(EXCERPT PROVIDED):

Now fit a lasso model to the simulated data, again using \(X,X^2, \dots , X^{9}\) as predictors. Use cross-validation to select the optimal value of \(\lambda\). Create plots of the cross-validation error as a function of \(\lambda\). Report the resulting coefficient estimates, and discuss the results obtained.

Part 6

Now generate a response vector \(Y\) according to the model

\[Y = \beta_0 + \beta_7X^7 + \varepsilon,\]

and perform best subset selection and the lasso. Discuss the results obtained.

Question 4

In this exercise, we will predict the number of applications received using the other variables in the College data set.

Part 1

Split the data set into a training set and a test set.

Part 2

Fit a linear model using least squares on the training set, and report the test error obtained.

Part 3

Fit a ridge regression model on the training set, with \(\lambda\) chosen by cross-validation. Report the test error obtained.

Part 4

Fit a lasso model on the training set, with \(\lambda\) chosen by cross-validation. Report the test error obtained, along with the number of non-zero coefficient estimates.

(SHORT EXERCISE 1):
Copy word for word the part of the regression exercises that opens with the words "Now fit a lasso" and closes with "lasso. Discuss the results obtained.".

(RECORDS PROVIDED):
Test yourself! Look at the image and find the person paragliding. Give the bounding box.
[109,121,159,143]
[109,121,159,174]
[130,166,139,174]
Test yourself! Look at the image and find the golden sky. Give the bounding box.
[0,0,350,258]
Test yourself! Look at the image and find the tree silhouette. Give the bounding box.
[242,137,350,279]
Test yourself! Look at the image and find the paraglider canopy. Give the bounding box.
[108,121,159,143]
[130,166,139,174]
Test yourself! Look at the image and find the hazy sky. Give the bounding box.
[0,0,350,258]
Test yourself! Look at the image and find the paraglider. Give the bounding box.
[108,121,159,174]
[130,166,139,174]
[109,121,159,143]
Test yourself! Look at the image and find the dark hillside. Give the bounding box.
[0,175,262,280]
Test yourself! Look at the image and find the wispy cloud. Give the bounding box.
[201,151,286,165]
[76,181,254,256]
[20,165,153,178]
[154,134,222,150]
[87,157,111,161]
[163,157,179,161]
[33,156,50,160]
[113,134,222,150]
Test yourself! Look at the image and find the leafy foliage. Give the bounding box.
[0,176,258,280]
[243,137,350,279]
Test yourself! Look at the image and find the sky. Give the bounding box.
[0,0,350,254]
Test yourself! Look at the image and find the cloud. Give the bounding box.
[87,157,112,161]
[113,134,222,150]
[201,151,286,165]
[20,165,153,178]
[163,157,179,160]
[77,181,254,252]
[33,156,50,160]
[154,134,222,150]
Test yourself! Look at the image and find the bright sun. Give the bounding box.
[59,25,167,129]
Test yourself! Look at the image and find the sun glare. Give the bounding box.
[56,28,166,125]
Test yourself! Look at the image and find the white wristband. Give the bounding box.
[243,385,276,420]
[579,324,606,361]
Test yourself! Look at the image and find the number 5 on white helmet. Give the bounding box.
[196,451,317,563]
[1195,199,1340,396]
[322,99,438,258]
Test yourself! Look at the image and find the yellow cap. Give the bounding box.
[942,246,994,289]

(SHORT EXERCISE 2):
Please quote the entries from their first line through the line that contains "[242,137,350,279]", including both ends.

(FULL RESPONSE 1):
Now fit a lasso model to the simulated data, again using \(X,X^2, \dots , X^{9}\) as predictors. Use cross-validation to select the optimal value of \(\lambda\). Create plots of the cross-validation error as a function of \(\lambda\). Report the resulting coefficient estimates, and discuss the results obtained.

Part 6

Now generate a response vector \(Y\) according to the model

\[Y = \beta_0 + \beta_7X^7 + \varepsilon,\]

and perform best subset selection and the lasso. Discuss the results obtained.

(FULL RESPONSE 2):
Test yourself! Look at the image and find the person paragliding. Give the bounding box.
[109,121,159,143]
[109,121,159,174]
[130,166,139,174]
Test yourself! Look at the image and find the golden sky. Give the bounding box.
[0,0,350,258]
Test yourself! Look at the image and find the tree silhouette. Give the bounding box.
[242,137,350,279]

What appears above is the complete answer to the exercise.